How to complete this task
From the entries below, transcribe exactly the lines between the line holding "One point rides on each instance of the marble" and the line holding "fan blade, each", inclusive; skip all other lines.

*** Block opens ***

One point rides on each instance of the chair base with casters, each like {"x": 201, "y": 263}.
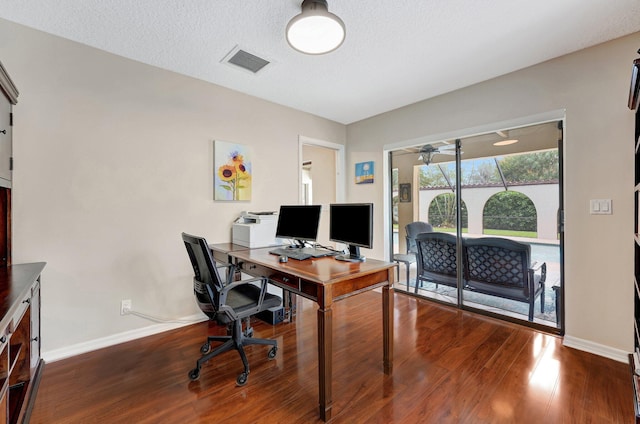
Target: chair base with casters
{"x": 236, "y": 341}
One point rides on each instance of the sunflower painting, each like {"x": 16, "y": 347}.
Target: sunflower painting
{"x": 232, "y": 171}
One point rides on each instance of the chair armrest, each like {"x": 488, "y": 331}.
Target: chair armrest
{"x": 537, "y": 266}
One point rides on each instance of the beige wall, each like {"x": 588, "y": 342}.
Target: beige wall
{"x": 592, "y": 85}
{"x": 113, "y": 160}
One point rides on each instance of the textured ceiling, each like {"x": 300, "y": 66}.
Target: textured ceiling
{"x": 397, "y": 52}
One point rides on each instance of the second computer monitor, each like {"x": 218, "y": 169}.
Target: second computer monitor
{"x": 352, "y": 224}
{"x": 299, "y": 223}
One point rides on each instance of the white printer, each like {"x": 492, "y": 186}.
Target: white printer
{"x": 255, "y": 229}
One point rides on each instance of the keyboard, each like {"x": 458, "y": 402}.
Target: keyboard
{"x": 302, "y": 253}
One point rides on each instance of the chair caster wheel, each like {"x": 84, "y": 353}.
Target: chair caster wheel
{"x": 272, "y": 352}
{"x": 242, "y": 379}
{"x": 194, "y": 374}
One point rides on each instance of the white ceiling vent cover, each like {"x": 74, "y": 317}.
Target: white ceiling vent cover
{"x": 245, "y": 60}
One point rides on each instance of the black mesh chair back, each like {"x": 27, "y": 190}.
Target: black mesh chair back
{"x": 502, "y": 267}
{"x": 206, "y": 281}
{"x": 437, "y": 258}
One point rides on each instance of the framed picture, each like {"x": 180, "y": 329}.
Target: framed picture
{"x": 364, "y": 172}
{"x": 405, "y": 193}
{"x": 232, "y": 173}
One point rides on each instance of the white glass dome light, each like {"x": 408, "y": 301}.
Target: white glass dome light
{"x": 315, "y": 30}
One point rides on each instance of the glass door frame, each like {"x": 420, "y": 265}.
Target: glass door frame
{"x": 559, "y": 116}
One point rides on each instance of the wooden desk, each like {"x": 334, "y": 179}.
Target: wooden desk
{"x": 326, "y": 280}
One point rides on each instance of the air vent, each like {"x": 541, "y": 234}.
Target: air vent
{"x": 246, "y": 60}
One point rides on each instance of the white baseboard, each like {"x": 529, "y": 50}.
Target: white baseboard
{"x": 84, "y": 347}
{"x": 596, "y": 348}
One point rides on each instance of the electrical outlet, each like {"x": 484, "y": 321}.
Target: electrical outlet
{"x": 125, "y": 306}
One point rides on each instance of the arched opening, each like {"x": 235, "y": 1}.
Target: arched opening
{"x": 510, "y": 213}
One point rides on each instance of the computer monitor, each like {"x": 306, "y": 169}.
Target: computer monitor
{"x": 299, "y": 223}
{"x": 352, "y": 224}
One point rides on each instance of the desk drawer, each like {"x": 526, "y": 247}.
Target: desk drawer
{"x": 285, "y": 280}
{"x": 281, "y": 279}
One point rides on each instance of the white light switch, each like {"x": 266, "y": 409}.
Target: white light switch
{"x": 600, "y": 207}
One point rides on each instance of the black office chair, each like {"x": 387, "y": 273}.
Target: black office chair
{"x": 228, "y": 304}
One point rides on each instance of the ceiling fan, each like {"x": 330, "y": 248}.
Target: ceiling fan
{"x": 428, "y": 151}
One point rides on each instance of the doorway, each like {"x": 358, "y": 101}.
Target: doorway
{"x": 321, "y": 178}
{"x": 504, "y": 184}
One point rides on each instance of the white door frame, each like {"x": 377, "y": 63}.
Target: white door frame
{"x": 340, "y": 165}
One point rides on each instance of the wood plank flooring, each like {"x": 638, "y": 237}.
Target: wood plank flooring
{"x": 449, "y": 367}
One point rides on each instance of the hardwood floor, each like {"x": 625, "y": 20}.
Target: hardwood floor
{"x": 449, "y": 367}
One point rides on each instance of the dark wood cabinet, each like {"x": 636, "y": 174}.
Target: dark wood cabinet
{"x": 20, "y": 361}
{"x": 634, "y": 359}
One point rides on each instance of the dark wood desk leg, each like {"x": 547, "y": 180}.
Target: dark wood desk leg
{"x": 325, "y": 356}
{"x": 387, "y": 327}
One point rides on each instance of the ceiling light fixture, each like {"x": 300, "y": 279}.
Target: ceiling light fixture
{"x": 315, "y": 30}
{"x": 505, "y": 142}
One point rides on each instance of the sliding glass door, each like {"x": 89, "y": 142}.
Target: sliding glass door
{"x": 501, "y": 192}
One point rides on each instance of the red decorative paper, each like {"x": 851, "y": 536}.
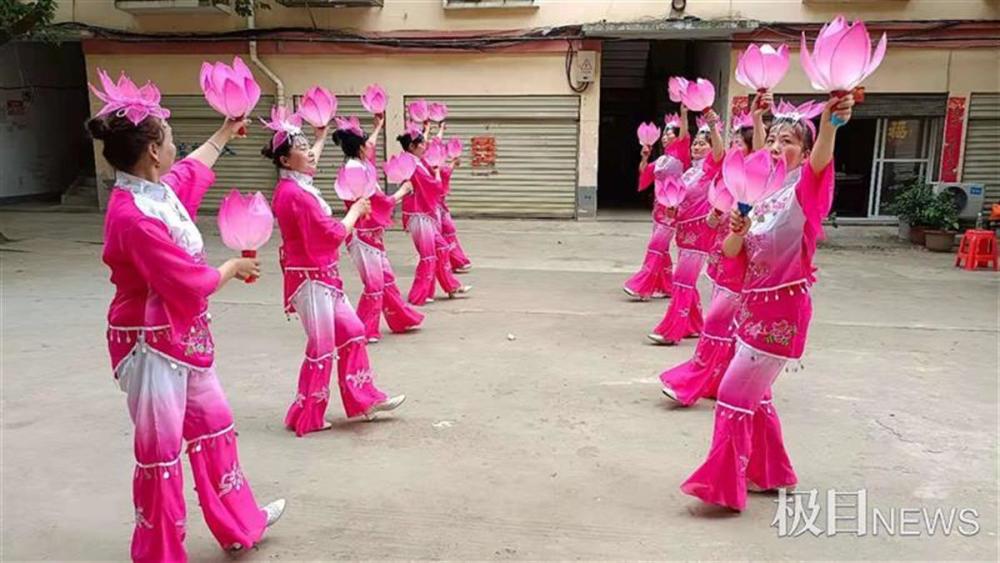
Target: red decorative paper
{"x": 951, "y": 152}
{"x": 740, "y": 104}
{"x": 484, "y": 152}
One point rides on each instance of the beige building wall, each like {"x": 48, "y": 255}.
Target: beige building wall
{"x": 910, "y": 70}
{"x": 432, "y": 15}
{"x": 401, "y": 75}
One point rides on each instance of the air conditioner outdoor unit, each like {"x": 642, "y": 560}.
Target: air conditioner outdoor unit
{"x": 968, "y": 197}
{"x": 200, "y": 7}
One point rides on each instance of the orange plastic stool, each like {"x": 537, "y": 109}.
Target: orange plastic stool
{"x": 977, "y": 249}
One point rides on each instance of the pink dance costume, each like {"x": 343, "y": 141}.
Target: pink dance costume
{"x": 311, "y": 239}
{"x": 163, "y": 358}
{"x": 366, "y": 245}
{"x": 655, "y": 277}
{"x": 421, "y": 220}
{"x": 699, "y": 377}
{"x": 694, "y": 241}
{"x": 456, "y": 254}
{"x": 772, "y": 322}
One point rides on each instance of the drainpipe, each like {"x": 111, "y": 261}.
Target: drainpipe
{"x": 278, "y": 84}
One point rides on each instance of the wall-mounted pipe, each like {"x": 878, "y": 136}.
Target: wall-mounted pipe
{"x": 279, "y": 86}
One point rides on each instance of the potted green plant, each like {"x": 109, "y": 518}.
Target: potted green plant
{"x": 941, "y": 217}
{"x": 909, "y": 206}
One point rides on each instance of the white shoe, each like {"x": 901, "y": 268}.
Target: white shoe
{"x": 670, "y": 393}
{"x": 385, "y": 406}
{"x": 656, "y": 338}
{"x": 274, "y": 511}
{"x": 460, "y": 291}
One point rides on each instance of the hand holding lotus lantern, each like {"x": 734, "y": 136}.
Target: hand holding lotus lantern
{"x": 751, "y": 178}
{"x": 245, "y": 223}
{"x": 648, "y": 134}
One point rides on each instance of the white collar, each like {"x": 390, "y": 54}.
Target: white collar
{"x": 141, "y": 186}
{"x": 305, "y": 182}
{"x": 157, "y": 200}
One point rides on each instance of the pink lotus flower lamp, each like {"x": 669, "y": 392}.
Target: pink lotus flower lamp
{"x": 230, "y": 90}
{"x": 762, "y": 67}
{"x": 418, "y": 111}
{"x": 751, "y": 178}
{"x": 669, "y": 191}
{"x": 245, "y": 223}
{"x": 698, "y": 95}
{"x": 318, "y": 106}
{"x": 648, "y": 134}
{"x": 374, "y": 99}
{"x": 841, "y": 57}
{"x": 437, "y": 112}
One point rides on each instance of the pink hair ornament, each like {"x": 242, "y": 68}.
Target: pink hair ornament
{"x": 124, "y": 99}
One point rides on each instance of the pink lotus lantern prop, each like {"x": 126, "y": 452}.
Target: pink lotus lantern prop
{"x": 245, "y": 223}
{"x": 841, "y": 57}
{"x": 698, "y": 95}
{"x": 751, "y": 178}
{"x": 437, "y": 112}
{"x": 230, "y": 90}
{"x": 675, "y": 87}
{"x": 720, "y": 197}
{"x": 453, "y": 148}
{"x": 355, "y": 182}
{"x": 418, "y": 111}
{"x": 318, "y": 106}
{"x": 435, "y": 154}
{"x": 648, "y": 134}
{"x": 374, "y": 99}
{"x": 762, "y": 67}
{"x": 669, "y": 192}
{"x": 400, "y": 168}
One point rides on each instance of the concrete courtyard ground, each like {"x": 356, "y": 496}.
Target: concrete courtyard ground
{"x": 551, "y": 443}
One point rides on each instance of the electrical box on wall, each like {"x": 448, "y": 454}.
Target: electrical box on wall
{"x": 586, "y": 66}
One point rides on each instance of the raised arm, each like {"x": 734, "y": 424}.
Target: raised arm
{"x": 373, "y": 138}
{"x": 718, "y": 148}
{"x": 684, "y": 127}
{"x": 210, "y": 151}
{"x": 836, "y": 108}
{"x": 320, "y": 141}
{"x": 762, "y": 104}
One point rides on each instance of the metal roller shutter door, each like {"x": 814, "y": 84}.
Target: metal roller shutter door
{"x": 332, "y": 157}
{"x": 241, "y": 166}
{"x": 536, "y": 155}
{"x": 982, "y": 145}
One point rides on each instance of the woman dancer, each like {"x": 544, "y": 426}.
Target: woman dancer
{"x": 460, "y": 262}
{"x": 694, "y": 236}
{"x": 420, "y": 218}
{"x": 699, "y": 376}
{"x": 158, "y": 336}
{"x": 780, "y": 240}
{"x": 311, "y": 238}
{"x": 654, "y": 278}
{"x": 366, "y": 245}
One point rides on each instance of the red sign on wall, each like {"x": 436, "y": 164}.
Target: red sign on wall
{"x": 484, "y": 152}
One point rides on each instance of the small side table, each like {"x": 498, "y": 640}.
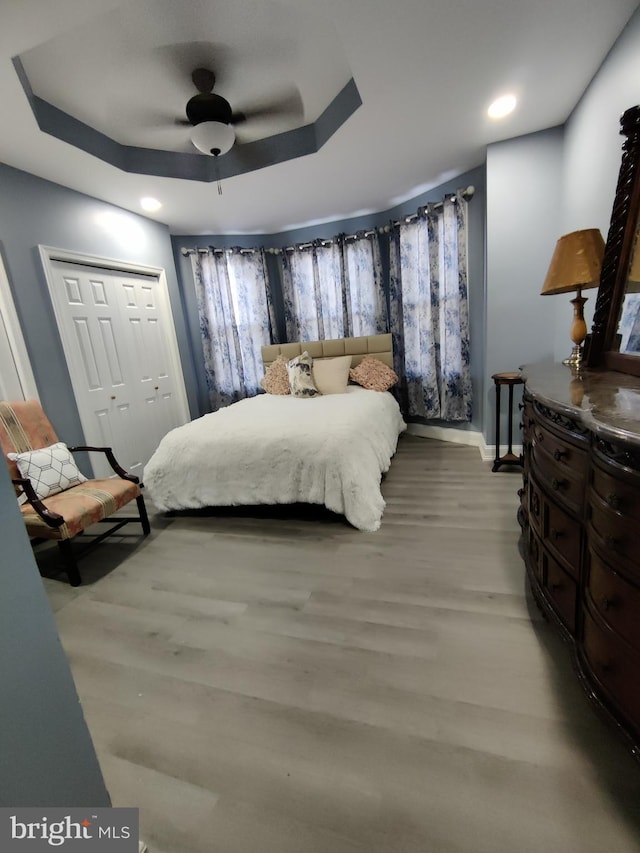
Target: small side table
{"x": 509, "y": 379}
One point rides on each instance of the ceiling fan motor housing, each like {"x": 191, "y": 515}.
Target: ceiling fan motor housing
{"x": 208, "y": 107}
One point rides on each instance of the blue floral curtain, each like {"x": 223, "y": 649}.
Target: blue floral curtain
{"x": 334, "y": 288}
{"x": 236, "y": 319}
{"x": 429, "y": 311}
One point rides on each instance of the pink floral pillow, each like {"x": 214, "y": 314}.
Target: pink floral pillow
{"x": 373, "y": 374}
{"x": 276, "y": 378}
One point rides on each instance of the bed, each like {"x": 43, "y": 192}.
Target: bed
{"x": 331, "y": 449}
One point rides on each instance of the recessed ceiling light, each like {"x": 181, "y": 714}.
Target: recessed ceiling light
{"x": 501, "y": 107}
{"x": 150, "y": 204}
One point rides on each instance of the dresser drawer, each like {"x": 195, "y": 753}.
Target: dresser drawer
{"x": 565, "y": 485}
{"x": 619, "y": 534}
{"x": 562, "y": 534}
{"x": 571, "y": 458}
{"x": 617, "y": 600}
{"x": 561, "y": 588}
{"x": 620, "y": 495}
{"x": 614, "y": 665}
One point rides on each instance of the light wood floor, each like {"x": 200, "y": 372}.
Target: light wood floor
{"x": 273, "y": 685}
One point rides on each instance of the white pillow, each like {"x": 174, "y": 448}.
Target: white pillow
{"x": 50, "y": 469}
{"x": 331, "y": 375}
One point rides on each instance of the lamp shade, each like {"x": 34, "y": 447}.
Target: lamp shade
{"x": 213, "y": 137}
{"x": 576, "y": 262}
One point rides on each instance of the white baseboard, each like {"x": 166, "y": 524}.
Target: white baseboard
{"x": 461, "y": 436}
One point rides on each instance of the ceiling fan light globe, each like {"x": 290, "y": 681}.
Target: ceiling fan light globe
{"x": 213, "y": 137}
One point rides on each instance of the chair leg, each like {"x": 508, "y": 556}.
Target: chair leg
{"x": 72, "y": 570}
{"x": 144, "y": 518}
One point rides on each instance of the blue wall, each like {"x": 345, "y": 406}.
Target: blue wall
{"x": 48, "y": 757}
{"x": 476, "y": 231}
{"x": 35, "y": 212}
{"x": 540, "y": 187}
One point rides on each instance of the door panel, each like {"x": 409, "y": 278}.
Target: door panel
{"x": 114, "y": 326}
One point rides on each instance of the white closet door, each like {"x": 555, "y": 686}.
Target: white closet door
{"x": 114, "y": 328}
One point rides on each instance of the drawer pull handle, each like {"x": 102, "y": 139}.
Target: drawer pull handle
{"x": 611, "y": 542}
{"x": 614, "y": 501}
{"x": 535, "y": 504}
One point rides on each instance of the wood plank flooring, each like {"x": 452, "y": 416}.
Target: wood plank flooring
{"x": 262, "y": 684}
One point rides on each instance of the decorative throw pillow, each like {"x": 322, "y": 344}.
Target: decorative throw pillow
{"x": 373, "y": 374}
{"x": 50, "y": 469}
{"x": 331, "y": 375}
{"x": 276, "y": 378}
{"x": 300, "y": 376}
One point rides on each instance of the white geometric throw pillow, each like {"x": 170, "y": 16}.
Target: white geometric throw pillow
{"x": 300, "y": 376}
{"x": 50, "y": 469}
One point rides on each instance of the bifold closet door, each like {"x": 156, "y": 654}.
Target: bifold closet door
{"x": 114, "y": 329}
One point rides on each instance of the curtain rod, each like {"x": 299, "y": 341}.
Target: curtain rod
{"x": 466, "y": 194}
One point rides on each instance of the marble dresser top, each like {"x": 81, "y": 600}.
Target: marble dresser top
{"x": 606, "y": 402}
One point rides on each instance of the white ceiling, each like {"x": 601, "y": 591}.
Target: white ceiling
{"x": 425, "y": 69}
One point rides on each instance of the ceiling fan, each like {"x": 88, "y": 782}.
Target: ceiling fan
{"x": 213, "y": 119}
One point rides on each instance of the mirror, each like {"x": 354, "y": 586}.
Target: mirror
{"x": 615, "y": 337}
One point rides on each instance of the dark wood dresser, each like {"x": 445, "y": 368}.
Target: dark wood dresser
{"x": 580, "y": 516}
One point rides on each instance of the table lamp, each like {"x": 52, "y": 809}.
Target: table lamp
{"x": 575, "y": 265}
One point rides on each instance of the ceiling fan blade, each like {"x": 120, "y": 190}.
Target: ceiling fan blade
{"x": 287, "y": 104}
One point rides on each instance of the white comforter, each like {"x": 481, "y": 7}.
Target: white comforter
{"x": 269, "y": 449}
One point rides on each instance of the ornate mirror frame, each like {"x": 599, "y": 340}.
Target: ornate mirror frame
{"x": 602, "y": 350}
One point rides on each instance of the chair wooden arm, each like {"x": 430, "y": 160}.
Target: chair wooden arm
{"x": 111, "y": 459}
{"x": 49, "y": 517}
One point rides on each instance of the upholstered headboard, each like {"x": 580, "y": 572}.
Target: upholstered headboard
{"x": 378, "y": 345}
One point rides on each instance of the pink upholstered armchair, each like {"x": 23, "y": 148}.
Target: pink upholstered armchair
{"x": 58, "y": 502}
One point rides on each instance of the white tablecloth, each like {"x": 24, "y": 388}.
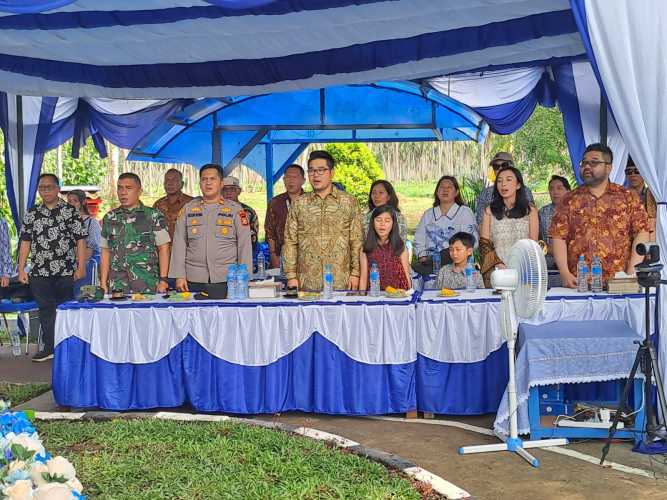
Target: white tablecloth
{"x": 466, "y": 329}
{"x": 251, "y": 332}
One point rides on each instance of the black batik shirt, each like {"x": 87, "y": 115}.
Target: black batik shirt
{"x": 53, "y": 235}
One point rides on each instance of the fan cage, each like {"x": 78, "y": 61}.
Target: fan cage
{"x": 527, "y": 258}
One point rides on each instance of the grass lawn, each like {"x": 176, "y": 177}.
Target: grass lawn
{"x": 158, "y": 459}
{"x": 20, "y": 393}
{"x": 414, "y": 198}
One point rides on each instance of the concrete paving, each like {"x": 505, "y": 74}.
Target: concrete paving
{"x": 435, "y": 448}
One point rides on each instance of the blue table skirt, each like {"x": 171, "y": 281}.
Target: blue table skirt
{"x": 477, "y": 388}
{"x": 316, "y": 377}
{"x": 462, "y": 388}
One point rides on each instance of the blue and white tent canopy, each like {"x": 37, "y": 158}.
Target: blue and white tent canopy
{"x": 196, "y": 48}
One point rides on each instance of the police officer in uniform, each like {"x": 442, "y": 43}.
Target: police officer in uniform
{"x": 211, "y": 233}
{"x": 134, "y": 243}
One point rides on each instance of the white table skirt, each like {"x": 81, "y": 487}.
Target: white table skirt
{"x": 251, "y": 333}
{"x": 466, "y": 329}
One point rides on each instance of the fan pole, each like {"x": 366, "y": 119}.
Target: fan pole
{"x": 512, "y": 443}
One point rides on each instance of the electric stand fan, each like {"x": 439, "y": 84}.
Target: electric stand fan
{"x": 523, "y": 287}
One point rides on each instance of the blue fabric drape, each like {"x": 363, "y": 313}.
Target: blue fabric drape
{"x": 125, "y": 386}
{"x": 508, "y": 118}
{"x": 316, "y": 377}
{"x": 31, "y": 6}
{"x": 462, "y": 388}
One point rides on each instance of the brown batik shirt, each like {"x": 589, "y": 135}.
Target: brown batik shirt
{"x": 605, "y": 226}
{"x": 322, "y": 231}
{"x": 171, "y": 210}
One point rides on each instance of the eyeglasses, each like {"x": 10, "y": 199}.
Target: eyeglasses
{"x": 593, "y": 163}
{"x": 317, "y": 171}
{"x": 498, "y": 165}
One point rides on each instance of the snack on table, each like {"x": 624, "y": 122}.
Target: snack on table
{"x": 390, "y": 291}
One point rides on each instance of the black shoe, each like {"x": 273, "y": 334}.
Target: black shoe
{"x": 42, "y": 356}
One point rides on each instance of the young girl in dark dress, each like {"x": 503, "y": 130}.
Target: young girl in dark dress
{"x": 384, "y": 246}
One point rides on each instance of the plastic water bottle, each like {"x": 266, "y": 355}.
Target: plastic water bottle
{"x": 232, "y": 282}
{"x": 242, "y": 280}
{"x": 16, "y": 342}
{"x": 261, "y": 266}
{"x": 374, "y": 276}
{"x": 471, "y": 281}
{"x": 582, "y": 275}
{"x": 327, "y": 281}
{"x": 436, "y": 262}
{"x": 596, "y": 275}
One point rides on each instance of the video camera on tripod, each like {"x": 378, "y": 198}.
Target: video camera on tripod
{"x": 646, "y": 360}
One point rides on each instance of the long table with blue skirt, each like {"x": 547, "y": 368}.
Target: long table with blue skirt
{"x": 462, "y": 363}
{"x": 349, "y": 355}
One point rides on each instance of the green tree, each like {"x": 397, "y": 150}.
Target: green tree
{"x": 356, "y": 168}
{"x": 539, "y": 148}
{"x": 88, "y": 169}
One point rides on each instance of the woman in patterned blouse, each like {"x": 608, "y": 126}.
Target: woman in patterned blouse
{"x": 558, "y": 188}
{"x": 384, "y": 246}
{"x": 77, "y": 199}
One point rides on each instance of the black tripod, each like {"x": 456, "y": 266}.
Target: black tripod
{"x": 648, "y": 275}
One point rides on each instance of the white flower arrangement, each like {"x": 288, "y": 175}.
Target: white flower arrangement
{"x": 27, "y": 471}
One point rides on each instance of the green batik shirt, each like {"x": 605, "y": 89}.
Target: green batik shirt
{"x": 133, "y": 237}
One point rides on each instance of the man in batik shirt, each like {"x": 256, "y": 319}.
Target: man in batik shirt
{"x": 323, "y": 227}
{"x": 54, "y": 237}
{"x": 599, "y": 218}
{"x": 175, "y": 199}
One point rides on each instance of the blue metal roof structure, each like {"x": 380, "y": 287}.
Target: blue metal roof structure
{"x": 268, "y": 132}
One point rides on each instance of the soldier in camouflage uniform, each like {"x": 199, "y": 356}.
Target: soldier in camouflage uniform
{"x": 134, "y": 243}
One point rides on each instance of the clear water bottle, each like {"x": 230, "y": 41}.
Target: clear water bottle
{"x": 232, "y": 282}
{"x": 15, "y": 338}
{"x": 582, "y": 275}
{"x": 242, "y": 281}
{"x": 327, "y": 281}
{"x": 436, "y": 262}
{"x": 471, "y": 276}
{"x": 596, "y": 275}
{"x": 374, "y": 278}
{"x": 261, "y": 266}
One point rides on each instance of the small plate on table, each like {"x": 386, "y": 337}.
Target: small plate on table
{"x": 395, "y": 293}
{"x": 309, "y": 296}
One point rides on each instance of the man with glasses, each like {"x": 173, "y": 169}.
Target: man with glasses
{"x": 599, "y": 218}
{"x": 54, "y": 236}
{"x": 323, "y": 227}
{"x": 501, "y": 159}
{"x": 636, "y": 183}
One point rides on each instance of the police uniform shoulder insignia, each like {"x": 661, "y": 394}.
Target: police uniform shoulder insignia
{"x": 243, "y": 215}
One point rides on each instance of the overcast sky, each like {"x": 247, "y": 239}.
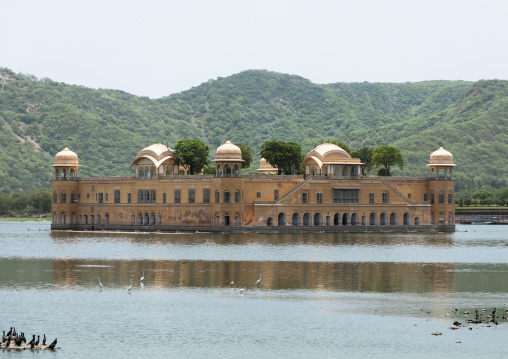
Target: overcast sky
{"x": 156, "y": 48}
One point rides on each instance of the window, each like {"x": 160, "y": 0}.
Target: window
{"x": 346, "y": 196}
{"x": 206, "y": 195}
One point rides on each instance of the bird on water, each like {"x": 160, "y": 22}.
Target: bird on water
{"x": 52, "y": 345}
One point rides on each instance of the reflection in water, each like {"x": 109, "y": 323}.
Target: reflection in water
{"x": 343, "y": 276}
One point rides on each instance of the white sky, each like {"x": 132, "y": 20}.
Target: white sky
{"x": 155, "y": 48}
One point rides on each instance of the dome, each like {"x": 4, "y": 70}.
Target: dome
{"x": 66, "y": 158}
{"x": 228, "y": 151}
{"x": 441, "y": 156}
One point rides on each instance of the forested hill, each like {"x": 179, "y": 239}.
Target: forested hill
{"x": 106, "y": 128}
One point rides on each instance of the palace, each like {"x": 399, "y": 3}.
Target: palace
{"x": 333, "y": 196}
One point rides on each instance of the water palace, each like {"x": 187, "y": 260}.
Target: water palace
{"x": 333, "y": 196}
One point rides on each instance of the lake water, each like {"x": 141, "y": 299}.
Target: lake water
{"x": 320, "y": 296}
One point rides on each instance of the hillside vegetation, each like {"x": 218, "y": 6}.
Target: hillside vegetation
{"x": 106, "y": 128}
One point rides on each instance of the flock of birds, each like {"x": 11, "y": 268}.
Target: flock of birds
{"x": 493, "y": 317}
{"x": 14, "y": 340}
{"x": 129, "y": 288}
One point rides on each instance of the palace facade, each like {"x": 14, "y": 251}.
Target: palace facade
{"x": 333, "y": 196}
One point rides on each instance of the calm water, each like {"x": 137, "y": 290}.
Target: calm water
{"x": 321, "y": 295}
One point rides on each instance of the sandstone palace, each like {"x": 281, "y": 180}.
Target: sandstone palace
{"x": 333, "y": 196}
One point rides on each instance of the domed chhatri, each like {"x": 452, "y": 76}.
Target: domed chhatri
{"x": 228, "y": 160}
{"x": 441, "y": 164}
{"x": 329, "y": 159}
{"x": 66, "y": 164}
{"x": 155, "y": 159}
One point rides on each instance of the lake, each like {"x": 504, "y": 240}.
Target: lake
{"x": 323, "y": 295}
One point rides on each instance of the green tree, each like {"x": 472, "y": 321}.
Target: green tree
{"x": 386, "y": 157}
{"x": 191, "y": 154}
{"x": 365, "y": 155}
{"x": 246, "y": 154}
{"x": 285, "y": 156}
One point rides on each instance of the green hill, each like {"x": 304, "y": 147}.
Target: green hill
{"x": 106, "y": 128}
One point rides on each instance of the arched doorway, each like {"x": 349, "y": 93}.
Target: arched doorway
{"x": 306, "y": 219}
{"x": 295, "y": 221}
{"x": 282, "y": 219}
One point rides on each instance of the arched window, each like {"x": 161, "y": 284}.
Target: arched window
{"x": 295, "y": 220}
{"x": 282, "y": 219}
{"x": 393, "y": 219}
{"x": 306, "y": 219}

*** Block closes ***

Exercise result
One point rides on each instance of the marble dresser top, each like {"x": 81, "y": 600}.
Target: marble dresser top
{"x": 606, "y": 402}
One point rides on each instance of the white ceiling, each like {"x": 601, "y": 591}.
Target: white ceiling
{"x": 425, "y": 69}
One point rides on each instance of the ceiling fan, each like {"x": 88, "y": 782}.
Target: ceiling fan
{"x": 213, "y": 119}
One point rides on each instance of the mirror, each like {"x": 354, "y": 586}.
Target: mirror
{"x": 615, "y": 337}
One point rides on each instance of the dark wood dresser, each like {"x": 445, "y": 368}.
Target: dark wood dresser
{"x": 580, "y": 516}
One point rides on each instance of the table lamp, each like {"x": 52, "y": 809}.
Target: table lamp
{"x": 575, "y": 265}
One point rides on each instance of the ceiling fan blade, each like {"x": 120, "y": 190}.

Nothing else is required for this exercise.